> Problem
Print the entries once more, unchanged.

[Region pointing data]
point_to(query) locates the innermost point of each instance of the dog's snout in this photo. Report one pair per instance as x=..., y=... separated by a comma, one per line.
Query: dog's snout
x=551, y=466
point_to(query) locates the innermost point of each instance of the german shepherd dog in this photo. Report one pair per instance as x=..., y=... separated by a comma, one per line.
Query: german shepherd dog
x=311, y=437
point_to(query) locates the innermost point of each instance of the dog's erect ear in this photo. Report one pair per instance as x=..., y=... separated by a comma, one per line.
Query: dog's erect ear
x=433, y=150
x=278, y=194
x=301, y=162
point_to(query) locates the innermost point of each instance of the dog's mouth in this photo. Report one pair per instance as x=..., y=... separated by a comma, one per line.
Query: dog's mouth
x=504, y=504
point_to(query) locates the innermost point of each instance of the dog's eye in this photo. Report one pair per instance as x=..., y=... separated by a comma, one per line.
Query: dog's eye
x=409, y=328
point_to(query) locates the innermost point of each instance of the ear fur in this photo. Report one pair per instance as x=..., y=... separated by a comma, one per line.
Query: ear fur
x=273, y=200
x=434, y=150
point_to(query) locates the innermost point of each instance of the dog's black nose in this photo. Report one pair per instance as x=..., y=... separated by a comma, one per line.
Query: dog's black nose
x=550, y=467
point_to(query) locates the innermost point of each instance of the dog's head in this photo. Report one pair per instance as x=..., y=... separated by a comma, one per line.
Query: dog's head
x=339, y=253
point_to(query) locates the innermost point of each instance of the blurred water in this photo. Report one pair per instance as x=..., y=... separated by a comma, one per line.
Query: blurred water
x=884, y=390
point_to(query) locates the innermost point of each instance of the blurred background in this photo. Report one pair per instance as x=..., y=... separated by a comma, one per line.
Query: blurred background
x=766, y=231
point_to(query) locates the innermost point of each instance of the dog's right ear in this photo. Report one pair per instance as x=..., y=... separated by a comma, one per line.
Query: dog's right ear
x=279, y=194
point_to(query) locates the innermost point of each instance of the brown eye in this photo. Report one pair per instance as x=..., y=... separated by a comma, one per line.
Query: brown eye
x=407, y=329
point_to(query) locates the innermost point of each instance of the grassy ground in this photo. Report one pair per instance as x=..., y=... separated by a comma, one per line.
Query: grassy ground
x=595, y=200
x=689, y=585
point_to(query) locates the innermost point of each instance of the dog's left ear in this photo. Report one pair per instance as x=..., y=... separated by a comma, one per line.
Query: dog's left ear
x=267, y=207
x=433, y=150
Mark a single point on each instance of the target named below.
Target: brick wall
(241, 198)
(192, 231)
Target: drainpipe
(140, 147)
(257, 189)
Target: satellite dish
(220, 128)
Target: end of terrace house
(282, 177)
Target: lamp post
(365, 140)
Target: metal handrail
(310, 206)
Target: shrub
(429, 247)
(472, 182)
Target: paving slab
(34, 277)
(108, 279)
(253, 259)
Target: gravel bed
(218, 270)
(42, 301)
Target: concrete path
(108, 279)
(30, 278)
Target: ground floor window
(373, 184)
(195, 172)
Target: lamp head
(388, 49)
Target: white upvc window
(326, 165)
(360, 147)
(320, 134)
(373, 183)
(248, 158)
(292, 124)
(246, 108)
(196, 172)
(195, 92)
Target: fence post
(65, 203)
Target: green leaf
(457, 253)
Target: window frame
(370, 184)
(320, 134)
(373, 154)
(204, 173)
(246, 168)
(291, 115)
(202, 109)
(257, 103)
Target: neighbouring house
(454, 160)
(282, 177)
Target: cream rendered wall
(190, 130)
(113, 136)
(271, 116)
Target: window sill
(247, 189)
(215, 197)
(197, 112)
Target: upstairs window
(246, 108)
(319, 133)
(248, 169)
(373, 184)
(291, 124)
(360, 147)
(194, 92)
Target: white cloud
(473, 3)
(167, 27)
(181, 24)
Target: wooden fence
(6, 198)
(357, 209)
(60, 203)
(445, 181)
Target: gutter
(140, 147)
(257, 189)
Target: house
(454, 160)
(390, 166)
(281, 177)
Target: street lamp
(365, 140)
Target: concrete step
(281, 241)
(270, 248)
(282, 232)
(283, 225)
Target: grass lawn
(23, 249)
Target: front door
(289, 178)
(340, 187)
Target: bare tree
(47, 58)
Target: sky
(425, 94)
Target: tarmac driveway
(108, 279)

> Result of this task
point_to(query) locates the innermost point of each instance of the dog's snout in this photo. Report one pair per instance as x=..., y=... separated by a comma, one per line.
Query: dog's snout
x=551, y=466
point_to(query) locates the innermost point of each instance of the german shepherd dog in this photo. Report one pair per instance as x=..., y=... separated by a comma, one per line.
Query: german shepherd dog
x=311, y=437
point_to(query) locates the innermost point of each instance of the dog's erect ear in this photo. Report one pair per instance as x=..., y=... separated by a comma, one per line.
Query: dog's erect ear
x=433, y=150
x=278, y=194
x=301, y=162
point_to(query) locates the innermost point of each instance of the dog's mouth in this photo. Report one pair per instance as x=..., y=... separated by a comma, one per line.
Query: dog's mouth
x=504, y=504
point_to(query) locates the innermost point of each instance of the dog's eye in this photo. Report one pair per instance as x=..., y=... separated by a comma, one per line.
Query: dog's eye
x=409, y=328
point_to(query) locates the innermost point of each instance of the ear fur in this photo. Report one pair per instance as x=..., y=... separated by a comma, one per line.
Query: ear fur
x=273, y=200
x=434, y=150
point_to(query) locates the innermost point of each instance of the dog's black nose in this photo. Report one pair per instance as x=..., y=... separated by a comma, one per line.
Query: dog's black nose
x=550, y=467
point_to(query) locates the innermost point of each instance of the dog's head in this photo. Report one pair per instance as x=..., y=... separated by a comma, one per line.
Query: dog's head
x=339, y=253
point_to(query) locates the innermost point of each instance of the blurred water in this photo. Report one pair per instance as x=..., y=... separated by a comma, one per line.
Query: blurred water
x=884, y=390
point_to(query) locates the innermost point of each instance of the blurred background in this photo. Report one pair per instance as x=..., y=... separated by a comma, one per line.
Query: blurred background
x=766, y=231
point_to(query) locates the innermost point of each instance of the dog's right ear in this photo. Report one pair per instance as x=..., y=... separated by a comma, one per line.
Query: dog's right ear
x=279, y=194
point_to(query) locates the innermost point of each instance of the brown eye in this photo. Report one pair per instance as x=..., y=... separated by a comma, one per line.
Query: brown eye
x=407, y=329
point_to(query) locates the innermost point of each instance of the grassy ground in this photo. Report one pair per instance as x=..., y=... separated by a comma, one per line.
Query: grassy ground
x=595, y=200
x=689, y=585
point_to(query) locates the innermost point of each instance of the dog's left ear in this photo. Report one pair per instance as x=..., y=... separated by a comma, one per line.
Query: dog's left ear
x=267, y=207
x=433, y=150
Mark a single point on each instance of the target named below.
Target: brick wall
(241, 198)
(192, 231)
Target: drainpipe
(140, 147)
(257, 189)
Target: satellite dish
(220, 128)
Target: end of terrace house
(282, 177)
Target: lamp post
(365, 140)
Target: metal handrail
(310, 206)
Target: shrub
(429, 247)
(472, 182)
Target: paving slab
(34, 277)
(108, 279)
(253, 259)
Target: gravel bed
(218, 270)
(42, 301)
Target: concrete path
(108, 279)
(30, 278)
Target: ground floor window
(373, 184)
(195, 172)
Target: lamp head
(388, 49)
Target: white upvc window
(326, 165)
(360, 147)
(320, 134)
(373, 183)
(248, 158)
(292, 124)
(246, 108)
(196, 172)
(195, 92)
Target: fence post
(65, 203)
Target: green leaf
(457, 253)
Target: window frame
(370, 184)
(320, 134)
(373, 154)
(204, 173)
(246, 168)
(291, 115)
(202, 109)
(257, 103)
Target: neighbouring house
(454, 160)
(282, 177)
Target: cream rendered wall
(190, 130)
(113, 136)
(271, 116)
Target: window sill
(247, 189)
(215, 197)
(197, 112)
Target: upstairs window
(246, 108)
(319, 133)
(248, 169)
(373, 184)
(291, 124)
(360, 147)
(194, 92)
Target: white cloud
(473, 3)
(167, 27)
(181, 24)
Target: wooden fence
(6, 198)
(357, 209)
(60, 203)
(445, 181)
Target: gutter
(140, 147)
(257, 189)
Target: house
(454, 160)
(390, 166)
(281, 177)
Target: street lamp
(365, 140)
Target: concrete step
(281, 241)
(270, 248)
(282, 232)
(283, 225)
Target: grass lawn
(23, 249)
Target: front door
(289, 178)
(340, 187)
Target: bare tree
(47, 58)
Target: sky
(425, 94)
Target: tarmac driveway
(108, 279)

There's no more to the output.